## What you have to do
Having read the records, set them all down exactly as they appear.

──────── Data to examine ────────

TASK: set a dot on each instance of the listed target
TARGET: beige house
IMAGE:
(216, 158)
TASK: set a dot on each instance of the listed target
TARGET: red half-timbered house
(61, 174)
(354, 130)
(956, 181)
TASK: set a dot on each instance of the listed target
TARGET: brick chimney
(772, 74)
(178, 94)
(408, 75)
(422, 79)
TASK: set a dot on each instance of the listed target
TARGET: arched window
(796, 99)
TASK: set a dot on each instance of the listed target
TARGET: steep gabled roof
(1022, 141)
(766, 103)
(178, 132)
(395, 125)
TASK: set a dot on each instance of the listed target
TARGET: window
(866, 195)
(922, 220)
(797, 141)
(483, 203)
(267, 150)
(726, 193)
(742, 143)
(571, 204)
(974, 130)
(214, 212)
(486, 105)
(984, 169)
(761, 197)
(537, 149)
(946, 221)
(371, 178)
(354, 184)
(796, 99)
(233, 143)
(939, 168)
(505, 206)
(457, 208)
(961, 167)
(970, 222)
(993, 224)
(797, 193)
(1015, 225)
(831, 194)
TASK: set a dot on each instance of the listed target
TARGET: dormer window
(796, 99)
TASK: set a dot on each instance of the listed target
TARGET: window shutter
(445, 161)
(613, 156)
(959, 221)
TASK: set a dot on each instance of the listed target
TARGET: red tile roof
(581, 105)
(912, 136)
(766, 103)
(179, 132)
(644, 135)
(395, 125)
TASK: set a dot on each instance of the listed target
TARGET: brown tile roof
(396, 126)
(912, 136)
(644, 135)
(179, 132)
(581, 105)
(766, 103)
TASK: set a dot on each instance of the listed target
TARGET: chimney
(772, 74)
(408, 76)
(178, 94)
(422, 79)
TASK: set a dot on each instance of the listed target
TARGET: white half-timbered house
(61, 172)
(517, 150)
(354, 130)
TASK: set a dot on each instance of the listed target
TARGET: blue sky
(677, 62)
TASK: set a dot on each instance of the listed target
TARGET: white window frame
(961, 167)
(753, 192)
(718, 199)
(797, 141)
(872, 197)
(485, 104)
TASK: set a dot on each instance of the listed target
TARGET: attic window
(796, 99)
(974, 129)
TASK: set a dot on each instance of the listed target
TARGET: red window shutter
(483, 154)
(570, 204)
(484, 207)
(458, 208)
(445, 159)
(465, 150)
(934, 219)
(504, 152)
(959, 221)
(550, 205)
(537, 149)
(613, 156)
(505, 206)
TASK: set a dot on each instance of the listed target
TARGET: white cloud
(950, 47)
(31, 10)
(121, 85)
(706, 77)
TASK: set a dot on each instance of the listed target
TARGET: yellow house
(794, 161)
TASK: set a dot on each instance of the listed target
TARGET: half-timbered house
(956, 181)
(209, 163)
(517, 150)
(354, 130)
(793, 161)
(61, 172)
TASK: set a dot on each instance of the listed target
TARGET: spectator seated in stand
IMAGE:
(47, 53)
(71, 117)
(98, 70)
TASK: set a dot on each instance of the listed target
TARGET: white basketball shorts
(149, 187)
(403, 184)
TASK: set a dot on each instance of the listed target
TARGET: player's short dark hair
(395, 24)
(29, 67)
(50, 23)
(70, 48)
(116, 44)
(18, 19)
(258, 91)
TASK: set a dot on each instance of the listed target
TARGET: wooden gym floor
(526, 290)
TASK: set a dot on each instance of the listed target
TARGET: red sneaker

────────

## Exercise response
TASK: set a dot on each instance of the listed target
TARGET: beige house
IMAGE:
(216, 158)
TASK: set a dot on each instance of the listed target
TARGET: red half-timbered house
(61, 174)
(354, 130)
(956, 181)
TASK: set a dot on each instance of the listed target
TARGET: brick chimney
(772, 74)
(178, 94)
(408, 75)
(422, 79)
TASK: set a dot on each instance of the listed target
TARGET: arched window
(796, 99)
TASK: set a dot on each instance of the listed target
TARGET: steep gabled roof
(1022, 141)
(766, 103)
(178, 132)
(395, 125)
TASK: set a dot on each instance of the listed target
TARGET: window
(866, 195)
(922, 220)
(797, 141)
(483, 203)
(267, 150)
(726, 193)
(742, 143)
(571, 204)
(974, 130)
(214, 212)
(486, 105)
(984, 169)
(761, 197)
(537, 149)
(946, 221)
(371, 178)
(354, 184)
(796, 99)
(233, 143)
(939, 168)
(505, 206)
(457, 208)
(961, 167)
(970, 222)
(993, 224)
(797, 193)
(1015, 225)
(831, 194)
TASK: set a dot on each instance of the listed target
TARGET: dormer window
(796, 99)
TASK: set a dot on each instance of the listed target
TARGET: window shutter
(445, 161)
(613, 156)
(959, 221)
TASK: set a dot on each instance of the listed target
TARGET: red tile roof
(581, 105)
(912, 136)
(766, 103)
(179, 132)
(644, 135)
(395, 125)
TASK: set a dot on each instance of the listed target
TARGET: brown tile roof
(396, 126)
(912, 136)
(644, 135)
(179, 132)
(581, 105)
(766, 103)
TASK: set a dot on each instance of the listed target
TARGET: chimney
(772, 74)
(408, 76)
(178, 94)
(422, 79)
TASK: set a dot on each instance of the listed target
TARGET: white half-timbered house
(61, 172)
(517, 150)
(354, 130)
TASK: set a dot on each instance of the listed target
TARGET: blue sky
(677, 62)
TASK: set a dot on each instance of the listed target
TARGET: white window frame
(961, 167)
(753, 192)
(718, 199)
(797, 141)
(872, 197)
(485, 104)
TASK: set a dot on each instance of the listed target
TARGET: attic window
(796, 99)
(974, 129)
TASK: set a dot on each instance of the listed target
TARGET: red window shutter
(483, 154)
(570, 204)
(484, 207)
(458, 208)
(445, 159)
(465, 150)
(934, 219)
(504, 152)
(959, 221)
(550, 205)
(537, 149)
(613, 156)
(505, 206)
TASK: set a dot on each instance of the listed target
TARGET: white cloud
(950, 47)
(31, 10)
(121, 85)
(706, 77)
TASK: set a dot on each instance of the listed target
TARGET: yellow house
(794, 161)
TASK: set a dot on each instance of the listed target
TARGET: half-timbered house
(956, 181)
(209, 163)
(517, 150)
(354, 130)
(793, 161)
(61, 172)
TASK: set a dot on each instance of the listed target
TARGET: spectator seated in stand
IMAGE:
(47, 53)
(71, 117)
(98, 70)
TASK: set a dot on each instance of the listed target
TARGET: white basketball shorts
(149, 187)
(403, 184)
TASK: set a dot on each instance of the listed target
TARGET: player's short dark hair
(395, 24)
(29, 67)
(50, 23)
(70, 48)
(116, 44)
(18, 19)
(258, 91)
TASK: set a dot on each instance of the listed target
TARGET: wooden gym floor
(526, 290)
TASK: set a dot on each instance of the listed target
TARGET: red sneaker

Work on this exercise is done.